◆ **Selection**
▼▼▼

Opinion
1200859
12-16-2022
Jason P. Tortorici and Joseph P. Schilleci, Jr., of Schilleci & Tortorici, P.C., Birmingham, for appellant. David E. Hodges, Mobile, for appellee Muhummad Wasim Sadiq Ali; and R. Champ Crocker, Cullman, for appellee Patrick Watson.
Jason P. Tortorici and Joseph P. Schilleci, Jr., of Schilleci & Tortorici, P.C., Birmingham, for appellant.
David E. Hodges, Mobile, for appellee Muhummad Wasim Sadiq Ali; and R. Champ Crocker, Cullman, for appellee Patrick Watson.
MITCHELL, Justice.
During an earlier appeal in this case, we held that the trial court lacked personal jurisdiction over defendants Patrick Watson and Muhammad Wasim Sadiq Ali because the plaintiff, Mike Williamson, had not served them with process as required by Rule 4, Ala. R. Civ. P. On remand, Williamson filed an amended complaint against Ali and Watson. By the time Williamson filed the amended complaint, however, the applicable limitations periods had expired on most of his claims. Ali and Watson filed motions to dismiss, which the trial court granted. Williamson now appeals. His core argument on appeal is that this Court should reconsider its earlier determination that the trial court lacked personal jurisdiction over Ali and Watson. In support, he presents a novel theory: he argues that because he previously served Ali and Watson as defendants in a different case within the same forum, service of process in that case automatically conferred personal jurisdiction with respect to this case. We reject Williamson’s theory of personal-jurisdiction-by-proxy and affirm the trial court’s judgment of dismissal.
Additional background can be found in our previous decision, Ali v. Williamson, 308 So. 3d 898 (Ala. 2019). We restate only those facts that are relevant to the present appeal.
Williamson was fired from his position with RPM Cranes, LLC ("RPM"), in 2013. During the period relevant to this suit, Ali owned RPM and Watson managed it.

▲▲▲

◆ **What you will do**
According to the opinion, in what year was Williamson fired from RPM Cranes, LLC? The entries that follow have no connection to the opinion.

◆ **Raw data**
▼▼▼

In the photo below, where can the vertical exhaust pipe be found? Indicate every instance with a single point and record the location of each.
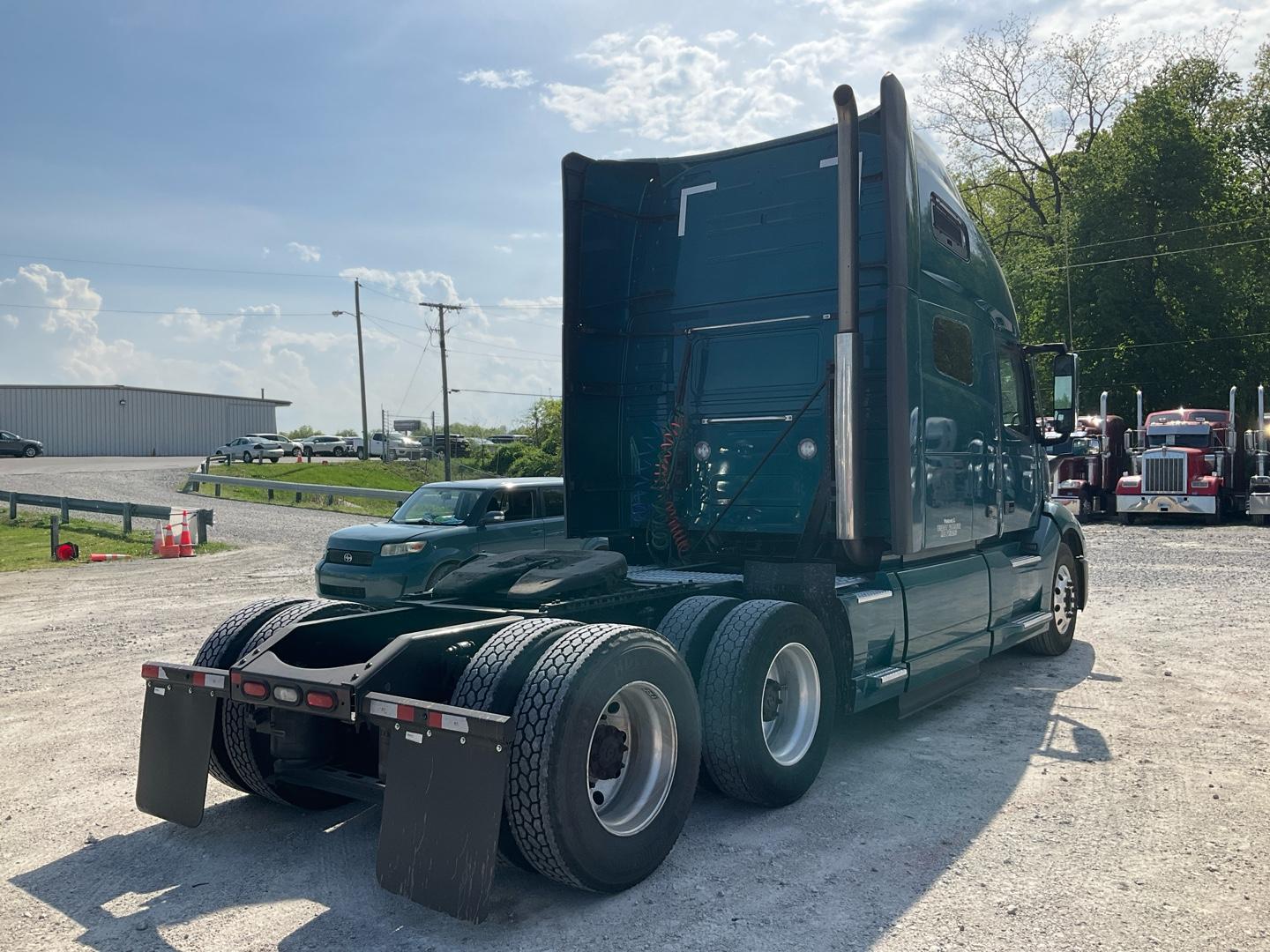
(848, 437)
(1261, 429)
(1229, 429)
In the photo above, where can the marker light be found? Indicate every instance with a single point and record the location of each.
(256, 688)
(286, 695)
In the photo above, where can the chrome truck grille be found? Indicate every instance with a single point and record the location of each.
(1163, 473)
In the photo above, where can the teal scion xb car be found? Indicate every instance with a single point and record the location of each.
(439, 525)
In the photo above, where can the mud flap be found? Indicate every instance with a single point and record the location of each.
(446, 776)
(176, 747)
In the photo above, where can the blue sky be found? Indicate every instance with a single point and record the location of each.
(413, 144)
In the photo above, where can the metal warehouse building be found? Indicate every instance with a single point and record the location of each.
(121, 420)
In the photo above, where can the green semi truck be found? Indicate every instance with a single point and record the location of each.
(798, 407)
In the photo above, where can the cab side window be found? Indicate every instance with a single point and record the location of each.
(1015, 406)
(513, 504)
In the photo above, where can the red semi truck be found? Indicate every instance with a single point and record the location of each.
(1188, 462)
(1085, 481)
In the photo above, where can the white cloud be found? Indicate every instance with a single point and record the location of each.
(721, 37)
(667, 89)
(499, 79)
(305, 253)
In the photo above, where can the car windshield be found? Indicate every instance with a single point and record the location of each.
(437, 505)
(1194, 441)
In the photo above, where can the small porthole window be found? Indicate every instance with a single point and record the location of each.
(954, 354)
(950, 230)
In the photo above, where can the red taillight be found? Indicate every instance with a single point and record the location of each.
(320, 700)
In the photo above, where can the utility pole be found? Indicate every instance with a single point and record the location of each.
(361, 361)
(444, 377)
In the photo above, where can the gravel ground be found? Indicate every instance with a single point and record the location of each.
(1111, 799)
(305, 531)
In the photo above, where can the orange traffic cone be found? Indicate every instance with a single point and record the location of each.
(187, 545)
(169, 548)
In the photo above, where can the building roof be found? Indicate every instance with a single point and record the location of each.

▲▲▲

◆ **Result for this exercise**
2013